### Extrait à lire
Tous réunis, pilotes (PNT), cabines (PNC) et personnels au sol
(commerciaux, logistique) dans le même effort à la performance.
Je me rappelle très bien être intervenu chez « Air-Trans » en
qualité de consultant pour rappeler tous les bénéfices d’accords « gagnant-gagnant »
permis par la loi à travers les périphériques de rémunération inventés par la
législation nationale (et ça avait commencé avec De Gaulle, c’est dire l’historique
accumulé et la solidité juridique du « bidule »).
Le « cousin Spin-êta » a préféré une loi « action
contre salaire ». Mais on a longtemps peser le pour et le contre. Il faut
dire que trois populations d’effectif venaient de « fusionner » :
Air-Inter (les court-courriers), UTA (l’Afrique), compagnie elle-même issue de
plusieurs fusions de « crevards » locaux et la prestigieuse compagnie
nationale des long-courriers transatlantiques et vers l’Asie venait à peine d’être
digérée. Non sans difficultés, avec des statuts salariés disparates et parfois
aberrants.
Avec une concurrence démentielle des « ricains » (Pan-Am venait
de disparaître bouffée par sa concurrence et ses propres incompétents) et des britanniques (allemands, scandinaves et même russes).
Aujourd’hui, le marché n’est plus le même : Des contraintes
réglementaires bien plus lourdes, l’apparition du low-cost qui a fait son trou
durablement, des créneaux horaires d’exploitation rares et diaboliques, des
hubs ultra-performant et des avions toujours plus sûrs, plus chers, mais plus complexes
à piloter (les licences).
Les conditions de la « production » se sont durcies… au fil des
catastrophes aériennes successives.
On pourrait rentrer dans les coûts d’exploitation pour comprendre :
Si dans le temps, le prix du carburant pesait lourdement sur comptes
analytiques d’un vol, désormais, ce sont les coûts connexes (équipages,
maintenance, infrastructure) qui dominent, malgré la hausse du prix du baril de
brut.
Et je ne raconte même pas les coûts de la vente (et de l’après-vente),
même s’ils restent plus marginaux que le reste.
À cela se rajoute un problème de démographie : Si le transport aérien
s’est « démocratisé » (le « Jet-Set » de Francesca Sagan se
déplace désormais en avion privé) pour se développer, c’est un véritable appel
d’air qui se produit avec les compagnies des « pétromonarchies ».
Dans 10 ans, on aura besoin de 10.000 équipages (complet : PNT + PNC)
supplémentaires, multilingues.
On parle de 533.000 personnels dans les 20 ans à venir…
Comme les armées ne forment plus que des pilotes de drone, ça va devenir
compliqué… à former, recruter et … fidéliser.
Et on ne parle même pas des temps de stages de « remise à niveau »
et de contrôles, pour une santé « impeccable » de pilotes : Une
vie d’enfer, juste pour le plaisir de « s’envoyer en l’air »
Quoique…
Aussi, l’avenir d’une compagnie généraliste comme « Air-Trans »
passe par ses équipages (la production), c’est incontournable.
Mais elle passe aussi (ça va devenir une évidence) par des solutions de « diversification »

### Consignes écrites
(a) Recopiez le passage de l'extrait à lire qui va de « On pourrait rentrer » jusqu'à « que le reste. ».
(b) D'après l'extrait à lire, de combien d'équipages supplémentaires aura-t-on besoin dans 10 ans ?

### Données
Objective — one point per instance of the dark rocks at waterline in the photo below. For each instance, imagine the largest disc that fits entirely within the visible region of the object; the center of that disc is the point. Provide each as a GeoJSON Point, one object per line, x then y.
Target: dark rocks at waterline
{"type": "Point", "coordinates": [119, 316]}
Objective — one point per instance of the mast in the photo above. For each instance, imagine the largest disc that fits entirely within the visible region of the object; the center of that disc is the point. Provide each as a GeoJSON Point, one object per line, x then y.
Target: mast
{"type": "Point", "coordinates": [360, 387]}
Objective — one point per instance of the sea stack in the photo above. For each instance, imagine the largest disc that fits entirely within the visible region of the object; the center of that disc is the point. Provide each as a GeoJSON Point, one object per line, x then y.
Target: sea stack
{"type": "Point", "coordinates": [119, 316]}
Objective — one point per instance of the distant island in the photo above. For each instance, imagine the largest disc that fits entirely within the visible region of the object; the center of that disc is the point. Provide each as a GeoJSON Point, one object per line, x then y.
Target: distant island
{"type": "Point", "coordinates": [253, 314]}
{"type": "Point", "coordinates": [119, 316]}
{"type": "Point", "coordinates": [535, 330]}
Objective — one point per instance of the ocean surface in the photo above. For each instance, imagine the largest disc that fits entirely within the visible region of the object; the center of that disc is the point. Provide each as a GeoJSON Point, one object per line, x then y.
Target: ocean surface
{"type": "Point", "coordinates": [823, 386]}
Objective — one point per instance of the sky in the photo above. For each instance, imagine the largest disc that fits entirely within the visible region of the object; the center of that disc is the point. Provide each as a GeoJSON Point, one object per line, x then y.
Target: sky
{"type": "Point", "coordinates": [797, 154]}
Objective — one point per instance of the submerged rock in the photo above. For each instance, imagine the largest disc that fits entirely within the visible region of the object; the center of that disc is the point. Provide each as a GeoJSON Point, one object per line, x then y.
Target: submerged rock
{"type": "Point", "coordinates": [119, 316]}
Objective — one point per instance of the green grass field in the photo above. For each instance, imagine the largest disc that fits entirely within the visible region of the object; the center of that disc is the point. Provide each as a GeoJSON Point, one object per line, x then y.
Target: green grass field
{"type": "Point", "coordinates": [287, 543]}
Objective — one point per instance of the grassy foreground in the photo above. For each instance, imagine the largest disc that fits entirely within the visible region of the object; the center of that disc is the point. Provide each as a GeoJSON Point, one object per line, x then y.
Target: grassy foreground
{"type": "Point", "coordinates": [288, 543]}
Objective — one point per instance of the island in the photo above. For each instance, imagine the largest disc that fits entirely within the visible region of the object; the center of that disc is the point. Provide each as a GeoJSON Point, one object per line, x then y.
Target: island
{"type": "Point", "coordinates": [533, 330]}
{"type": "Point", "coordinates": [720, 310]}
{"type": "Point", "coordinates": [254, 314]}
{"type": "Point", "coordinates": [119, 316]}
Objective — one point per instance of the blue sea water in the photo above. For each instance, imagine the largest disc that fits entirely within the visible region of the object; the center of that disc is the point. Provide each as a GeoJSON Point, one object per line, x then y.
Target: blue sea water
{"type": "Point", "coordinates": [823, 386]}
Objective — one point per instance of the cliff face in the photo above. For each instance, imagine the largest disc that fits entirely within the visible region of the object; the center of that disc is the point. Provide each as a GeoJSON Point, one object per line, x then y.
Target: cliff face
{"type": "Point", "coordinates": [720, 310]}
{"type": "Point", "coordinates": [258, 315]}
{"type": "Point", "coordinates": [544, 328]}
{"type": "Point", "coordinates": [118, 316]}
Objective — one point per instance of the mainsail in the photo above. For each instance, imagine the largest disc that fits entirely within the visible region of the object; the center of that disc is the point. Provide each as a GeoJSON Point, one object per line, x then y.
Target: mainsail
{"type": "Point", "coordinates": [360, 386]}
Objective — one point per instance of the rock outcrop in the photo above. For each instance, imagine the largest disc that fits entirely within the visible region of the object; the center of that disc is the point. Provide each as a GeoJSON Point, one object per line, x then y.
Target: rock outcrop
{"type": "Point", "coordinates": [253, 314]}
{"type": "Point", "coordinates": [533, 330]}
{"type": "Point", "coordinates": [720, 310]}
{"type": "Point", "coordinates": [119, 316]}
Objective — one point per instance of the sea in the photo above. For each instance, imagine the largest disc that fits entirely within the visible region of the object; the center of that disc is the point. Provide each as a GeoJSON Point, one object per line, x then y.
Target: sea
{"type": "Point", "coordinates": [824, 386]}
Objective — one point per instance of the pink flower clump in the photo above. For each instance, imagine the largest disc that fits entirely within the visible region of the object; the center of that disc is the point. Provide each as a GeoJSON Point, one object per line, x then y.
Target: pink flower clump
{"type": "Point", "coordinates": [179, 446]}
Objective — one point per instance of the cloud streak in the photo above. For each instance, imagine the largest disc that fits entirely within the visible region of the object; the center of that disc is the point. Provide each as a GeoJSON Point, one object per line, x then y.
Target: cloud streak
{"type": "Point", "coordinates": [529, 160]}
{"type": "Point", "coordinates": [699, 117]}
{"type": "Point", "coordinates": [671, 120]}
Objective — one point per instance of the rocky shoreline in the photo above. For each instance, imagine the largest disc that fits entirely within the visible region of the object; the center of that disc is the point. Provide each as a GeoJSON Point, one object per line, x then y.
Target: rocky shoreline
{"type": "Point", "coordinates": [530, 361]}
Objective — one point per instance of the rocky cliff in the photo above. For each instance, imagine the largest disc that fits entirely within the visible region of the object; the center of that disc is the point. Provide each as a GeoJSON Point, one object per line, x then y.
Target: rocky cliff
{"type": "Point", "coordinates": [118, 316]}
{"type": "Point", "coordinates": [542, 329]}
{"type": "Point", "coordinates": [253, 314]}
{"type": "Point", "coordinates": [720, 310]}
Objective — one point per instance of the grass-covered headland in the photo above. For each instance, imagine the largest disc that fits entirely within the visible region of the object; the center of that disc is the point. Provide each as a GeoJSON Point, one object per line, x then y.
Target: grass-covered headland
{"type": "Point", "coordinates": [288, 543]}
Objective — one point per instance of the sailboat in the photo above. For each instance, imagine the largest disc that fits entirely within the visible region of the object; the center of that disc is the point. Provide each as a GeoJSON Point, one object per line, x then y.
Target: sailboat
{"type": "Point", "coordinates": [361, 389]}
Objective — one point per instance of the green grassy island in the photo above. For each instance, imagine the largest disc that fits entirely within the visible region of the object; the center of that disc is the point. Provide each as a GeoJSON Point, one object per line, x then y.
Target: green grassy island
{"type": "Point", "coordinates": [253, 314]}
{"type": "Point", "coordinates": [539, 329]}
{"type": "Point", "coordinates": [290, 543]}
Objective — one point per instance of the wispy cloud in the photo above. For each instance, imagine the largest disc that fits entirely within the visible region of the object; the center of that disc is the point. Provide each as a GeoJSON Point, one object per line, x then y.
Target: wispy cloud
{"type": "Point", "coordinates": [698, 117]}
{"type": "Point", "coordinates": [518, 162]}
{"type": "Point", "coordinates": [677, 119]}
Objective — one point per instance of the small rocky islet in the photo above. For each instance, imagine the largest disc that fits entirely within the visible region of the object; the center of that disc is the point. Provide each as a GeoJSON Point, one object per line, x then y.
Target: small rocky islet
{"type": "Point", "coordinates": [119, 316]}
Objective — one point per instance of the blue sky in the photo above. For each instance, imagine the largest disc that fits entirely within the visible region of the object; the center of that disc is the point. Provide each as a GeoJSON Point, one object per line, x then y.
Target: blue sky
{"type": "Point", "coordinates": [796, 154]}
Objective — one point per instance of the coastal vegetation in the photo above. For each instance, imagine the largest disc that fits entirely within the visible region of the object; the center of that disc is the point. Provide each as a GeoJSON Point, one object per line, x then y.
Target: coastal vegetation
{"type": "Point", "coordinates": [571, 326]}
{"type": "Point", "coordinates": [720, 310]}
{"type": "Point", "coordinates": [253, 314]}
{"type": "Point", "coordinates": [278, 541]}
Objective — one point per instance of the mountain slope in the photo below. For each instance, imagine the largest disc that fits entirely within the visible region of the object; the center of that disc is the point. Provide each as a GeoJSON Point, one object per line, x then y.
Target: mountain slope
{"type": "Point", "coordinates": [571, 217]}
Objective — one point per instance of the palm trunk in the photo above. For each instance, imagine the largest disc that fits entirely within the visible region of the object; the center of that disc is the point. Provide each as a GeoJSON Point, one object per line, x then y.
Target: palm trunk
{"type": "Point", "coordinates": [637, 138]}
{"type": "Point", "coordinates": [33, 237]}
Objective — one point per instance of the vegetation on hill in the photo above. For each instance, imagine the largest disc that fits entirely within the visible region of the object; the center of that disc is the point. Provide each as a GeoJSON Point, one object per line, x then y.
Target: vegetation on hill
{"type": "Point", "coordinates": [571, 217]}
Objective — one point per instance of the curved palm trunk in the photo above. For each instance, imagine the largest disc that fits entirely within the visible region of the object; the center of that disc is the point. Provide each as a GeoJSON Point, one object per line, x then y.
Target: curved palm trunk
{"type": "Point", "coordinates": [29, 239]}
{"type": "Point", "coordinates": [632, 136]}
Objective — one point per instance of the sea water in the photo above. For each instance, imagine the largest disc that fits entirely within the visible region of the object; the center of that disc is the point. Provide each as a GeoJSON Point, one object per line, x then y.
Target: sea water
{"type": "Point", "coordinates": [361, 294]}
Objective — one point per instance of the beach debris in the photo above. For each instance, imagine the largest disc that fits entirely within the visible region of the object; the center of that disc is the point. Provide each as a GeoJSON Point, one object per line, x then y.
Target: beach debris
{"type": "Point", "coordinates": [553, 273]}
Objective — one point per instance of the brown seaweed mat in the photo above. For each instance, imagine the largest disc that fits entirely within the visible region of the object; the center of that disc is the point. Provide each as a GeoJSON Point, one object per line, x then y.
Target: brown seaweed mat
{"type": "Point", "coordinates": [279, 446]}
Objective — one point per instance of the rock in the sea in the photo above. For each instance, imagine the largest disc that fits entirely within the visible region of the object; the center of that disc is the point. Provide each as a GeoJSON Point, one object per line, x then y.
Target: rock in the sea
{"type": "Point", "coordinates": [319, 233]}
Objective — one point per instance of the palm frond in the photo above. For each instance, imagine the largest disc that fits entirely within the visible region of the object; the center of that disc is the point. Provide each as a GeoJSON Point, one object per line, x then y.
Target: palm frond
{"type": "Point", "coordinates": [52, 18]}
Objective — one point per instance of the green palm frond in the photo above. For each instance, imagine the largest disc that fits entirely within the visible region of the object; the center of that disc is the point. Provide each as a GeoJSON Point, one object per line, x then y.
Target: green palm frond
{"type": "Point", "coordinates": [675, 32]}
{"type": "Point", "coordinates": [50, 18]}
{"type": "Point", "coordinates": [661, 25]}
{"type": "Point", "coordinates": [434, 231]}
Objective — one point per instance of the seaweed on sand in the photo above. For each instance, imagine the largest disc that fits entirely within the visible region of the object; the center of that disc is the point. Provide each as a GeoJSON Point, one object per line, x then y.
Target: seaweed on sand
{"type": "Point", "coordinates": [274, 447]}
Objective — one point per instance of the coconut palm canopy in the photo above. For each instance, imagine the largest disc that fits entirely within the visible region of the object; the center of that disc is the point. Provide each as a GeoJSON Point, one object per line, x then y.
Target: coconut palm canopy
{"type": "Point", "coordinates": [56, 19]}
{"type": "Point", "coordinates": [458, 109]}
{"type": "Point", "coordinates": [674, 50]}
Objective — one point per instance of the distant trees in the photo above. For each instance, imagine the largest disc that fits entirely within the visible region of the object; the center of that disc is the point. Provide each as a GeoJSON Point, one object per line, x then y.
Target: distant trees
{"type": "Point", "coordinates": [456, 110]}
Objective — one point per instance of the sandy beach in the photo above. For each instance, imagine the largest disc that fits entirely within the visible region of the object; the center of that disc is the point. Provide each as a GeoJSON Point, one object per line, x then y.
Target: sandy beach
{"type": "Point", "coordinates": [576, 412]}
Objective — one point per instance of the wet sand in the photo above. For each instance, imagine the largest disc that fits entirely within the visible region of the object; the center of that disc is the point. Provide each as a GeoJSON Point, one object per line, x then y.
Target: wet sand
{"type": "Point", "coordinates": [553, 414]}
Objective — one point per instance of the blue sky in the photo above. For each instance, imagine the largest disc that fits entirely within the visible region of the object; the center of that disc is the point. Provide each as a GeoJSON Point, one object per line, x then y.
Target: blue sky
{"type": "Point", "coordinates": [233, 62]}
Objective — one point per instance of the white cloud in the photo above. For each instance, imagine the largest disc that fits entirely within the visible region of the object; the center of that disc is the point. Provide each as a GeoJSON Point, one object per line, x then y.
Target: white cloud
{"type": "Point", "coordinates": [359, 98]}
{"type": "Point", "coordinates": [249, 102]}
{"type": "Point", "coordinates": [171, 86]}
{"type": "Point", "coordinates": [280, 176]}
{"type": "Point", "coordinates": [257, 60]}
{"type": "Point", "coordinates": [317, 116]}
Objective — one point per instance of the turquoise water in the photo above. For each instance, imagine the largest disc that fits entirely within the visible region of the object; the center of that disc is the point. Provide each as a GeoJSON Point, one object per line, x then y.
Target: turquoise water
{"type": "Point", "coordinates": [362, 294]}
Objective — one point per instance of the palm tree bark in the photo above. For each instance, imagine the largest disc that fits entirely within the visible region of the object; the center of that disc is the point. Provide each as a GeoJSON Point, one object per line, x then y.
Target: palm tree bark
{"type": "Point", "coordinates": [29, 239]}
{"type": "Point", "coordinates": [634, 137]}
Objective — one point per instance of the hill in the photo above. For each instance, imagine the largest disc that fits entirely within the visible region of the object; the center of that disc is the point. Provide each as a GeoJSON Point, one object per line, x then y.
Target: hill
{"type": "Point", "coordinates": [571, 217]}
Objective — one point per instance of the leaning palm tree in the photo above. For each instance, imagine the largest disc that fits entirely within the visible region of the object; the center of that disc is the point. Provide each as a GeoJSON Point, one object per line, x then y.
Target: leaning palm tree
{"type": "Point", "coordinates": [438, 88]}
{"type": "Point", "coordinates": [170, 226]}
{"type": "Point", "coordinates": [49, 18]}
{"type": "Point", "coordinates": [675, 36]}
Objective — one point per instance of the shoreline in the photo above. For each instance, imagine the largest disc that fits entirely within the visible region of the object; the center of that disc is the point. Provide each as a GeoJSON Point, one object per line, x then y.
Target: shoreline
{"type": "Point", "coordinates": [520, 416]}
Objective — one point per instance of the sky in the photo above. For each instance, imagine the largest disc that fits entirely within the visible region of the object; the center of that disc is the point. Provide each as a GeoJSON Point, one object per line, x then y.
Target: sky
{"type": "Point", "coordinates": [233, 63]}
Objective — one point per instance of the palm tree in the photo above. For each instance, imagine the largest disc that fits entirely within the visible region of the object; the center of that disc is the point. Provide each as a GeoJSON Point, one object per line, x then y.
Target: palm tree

### Réponses attendues
(a)
On pourrait rentrer dans les coûts d’exploitation pour comprendre :
Si dans le temps, le prix du carburant pesait lourdement sur comptes
analytiques d’un vol, désormais, ce sont les coûts connexes (équipages,
maintenance, infrastructure) qui dominent, malgré la hausse du prix du baril de
brut.
Et je ne raconte même pas les coûts de la vente (et de l’après-vente),
même s’ils restent plus marginaux que le reste.

(b) De 10.000 équipages complets (PNT + PNC), multilingues.